▸ Input rows
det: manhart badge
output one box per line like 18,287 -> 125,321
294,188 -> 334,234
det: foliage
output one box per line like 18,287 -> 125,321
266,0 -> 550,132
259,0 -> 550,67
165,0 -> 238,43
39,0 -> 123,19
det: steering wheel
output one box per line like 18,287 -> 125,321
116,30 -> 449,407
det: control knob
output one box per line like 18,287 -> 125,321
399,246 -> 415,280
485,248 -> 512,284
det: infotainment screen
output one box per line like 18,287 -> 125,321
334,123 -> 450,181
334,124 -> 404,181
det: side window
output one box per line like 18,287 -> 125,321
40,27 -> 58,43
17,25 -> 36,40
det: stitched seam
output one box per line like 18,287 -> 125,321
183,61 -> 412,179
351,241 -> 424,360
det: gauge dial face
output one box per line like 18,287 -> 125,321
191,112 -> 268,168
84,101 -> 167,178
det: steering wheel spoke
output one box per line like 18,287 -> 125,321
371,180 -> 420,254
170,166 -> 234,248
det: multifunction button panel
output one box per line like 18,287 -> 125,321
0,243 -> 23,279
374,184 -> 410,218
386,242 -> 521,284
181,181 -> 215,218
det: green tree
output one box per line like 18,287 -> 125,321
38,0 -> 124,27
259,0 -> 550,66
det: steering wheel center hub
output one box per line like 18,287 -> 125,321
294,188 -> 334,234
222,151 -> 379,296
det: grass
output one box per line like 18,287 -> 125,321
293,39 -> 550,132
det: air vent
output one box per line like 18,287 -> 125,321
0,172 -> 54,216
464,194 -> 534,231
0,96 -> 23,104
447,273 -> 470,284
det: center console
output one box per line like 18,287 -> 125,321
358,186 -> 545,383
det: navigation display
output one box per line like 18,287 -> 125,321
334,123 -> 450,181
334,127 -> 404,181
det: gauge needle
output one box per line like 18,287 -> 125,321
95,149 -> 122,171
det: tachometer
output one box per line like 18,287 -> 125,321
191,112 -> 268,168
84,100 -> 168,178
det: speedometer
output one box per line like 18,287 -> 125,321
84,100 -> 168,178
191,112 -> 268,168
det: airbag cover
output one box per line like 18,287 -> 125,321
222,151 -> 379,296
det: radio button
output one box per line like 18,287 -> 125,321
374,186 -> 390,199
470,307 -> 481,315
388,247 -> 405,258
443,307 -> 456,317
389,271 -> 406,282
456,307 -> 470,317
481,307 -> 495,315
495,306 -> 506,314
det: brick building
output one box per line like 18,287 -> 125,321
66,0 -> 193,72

▸ What this task involves
Rewrite all of the records above, putting "meter" wherever "gauge" appears and keeping everything else the same.

▸ Solution to this problem
det: manhart badge
output one box per line like 18,287 -> 125,321
294,188 -> 334,234
det: foliage
output one box per line like 18,287 -> 125,321
266,0 -> 550,132
259,0 -> 550,67
165,0 -> 238,43
39,0 -> 123,19
det: steering wheel
output one box per line like 18,287 -> 125,321
116,30 -> 449,407
det: control knob
output one box per line like 18,287 -> 125,321
399,246 -> 415,280
485,248 -> 512,284
det: infotainment screen
output one box per line like 18,287 -> 125,321
334,123 -> 450,181
334,124 -> 404,181
det: side window
output one box per line like 18,287 -> 125,321
40,27 -> 58,43
17,25 -> 36,40
det: stitched seam
output one box per line like 18,287 -> 125,321
183,61 -> 412,179
351,241 -> 424,360
det: meter dial face
output one box per line like 18,287 -> 125,321
191,112 -> 268,168
84,101 -> 167,178
det: steering wheel spoke
output one box per line like 18,287 -> 125,321
371,180 -> 420,254
170,166 -> 234,248
det: multifunction button panel
output one box per line like 18,287 -> 125,321
0,243 -> 23,279
374,184 -> 410,218
386,242 -> 521,284
181,181 -> 215,218
det: green tree
output one box per line like 18,287 -> 125,321
38,0 -> 124,27
259,0 -> 550,66
det: steering wheel center hub
output one box per line like 18,287 -> 125,321
294,188 -> 334,234
222,151 -> 379,296
det: grass
output one box per line like 18,287 -> 125,321
293,39 -> 550,132
det: air vent
output one box per line like 18,287 -> 125,321
0,172 -> 54,216
464,194 -> 534,231
0,96 -> 23,104
447,273 -> 470,284
det: center console
output one box per line like 18,287 -> 125,321
358,186 -> 545,383
det: navigation display
output one box per line like 18,287 -> 125,321
334,123 -> 450,181
334,127 -> 404,181
det: meter needle
output one box per line like 18,287 -> 125,321
95,149 -> 122,171
det: tachometer
output one box per line like 18,287 -> 125,321
191,112 -> 268,168
84,100 -> 168,178
det: speedometer
output one box per line like 18,287 -> 125,321
84,100 -> 168,178
191,112 -> 268,168
det: airbag cover
output one box per line like 18,287 -> 125,321
222,151 -> 379,296
det: radio button
output one box per line like 18,287 -> 125,321
374,186 -> 390,199
470,307 -> 481,315
388,247 -> 405,258
443,307 -> 456,317
389,271 -> 406,282
456,307 -> 470,317
481,307 -> 495,315
495,306 -> 506,314
det: brick building
output one box per line like 18,287 -> 125,321
66,0 -> 193,72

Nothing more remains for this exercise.